Document source
▼

Écho de presse

Ravel, gloire nationale

le 20/01/2019 par Marina Bellot
le 06/01/2017 par Marina Bellot - modifié le 20/01/2019
Maurice Ravel / Achille Ouvré ; 1909 - Source : BnF Gallica

À sa mort en 1938, la presse française rend un hommage appuyé à Maurice Ravel, salué comme l'un des plus grands musiciens de son époque.

Un musicien de génie et un homme d'honneur : ainsi la presse française décrit-elle le compositeur du célèbre Boléro dans les nombreux hommages qui lui sont consacrés à sa mort en décembre 1937, alors qu'il n'avait que 63 ans. Figure la plus influente de la musique française de son époque, sa disparition est vécue comme une immense perte pour le pays. 

La presse regrette pourtant l'absence de "démonstrations nationales" à la hauteur du personnage, comme on peut le lire dans L'Intransigeant :

« Il n’empêche que la perte subie par la France et la Musique, si douloureusement ressentie dans tous les pays du monde, n’a pas, semble-t-il, été entourée des démonstrations nationales qui auraient convenu... On imagine ce que l’Allemagne, l’Angleterre, l’Italie ou même l'U.R.S.S. auraient, en pareille circonstance, imaginé pour glorifier cette illustre mémoire... »

▲

Vos tâches
1. Quel journal l'article sur la mort de Ravel cite-t-il pour illustrer le regret de la presse ?
2. Modifiez le passage de l'article sur Ravel allant de "Ravel, gloire nationale" jusqu'à "de son époque." inclus, en remplaçant "hommage appuyé" par "hommage vibrant".
Les lignes ci-après proviennent d'une autre source que l'article.

Données disponibles

▼

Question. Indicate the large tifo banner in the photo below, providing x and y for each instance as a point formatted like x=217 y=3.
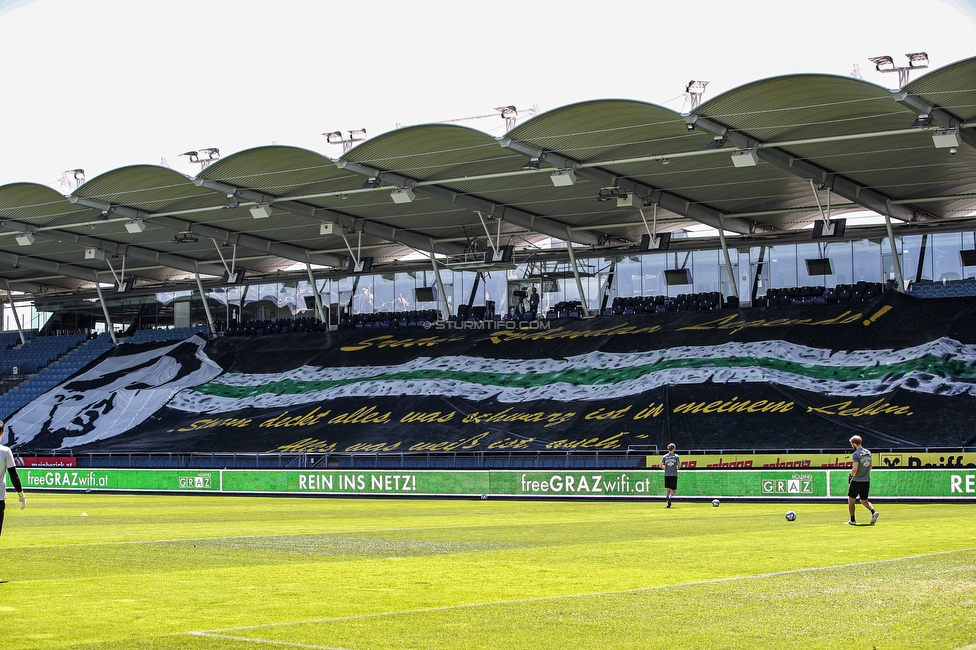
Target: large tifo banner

▲

Réponses par tâche
1. L'Intransigeant.

2.
Ravel, gloire nationale

le 20/01/2019 par Marina Bellot
le 06/01/2017 par Marina Bellot - modifié le 20/01/2019
Maurice Ravel / Achille Ouvré ; 1909 - Source : BnF Gallica

À sa mort en 1938, la presse française rend un hommage vibrant à Maurice Ravel, salué comme l'un des plus grands musiciens de son époque.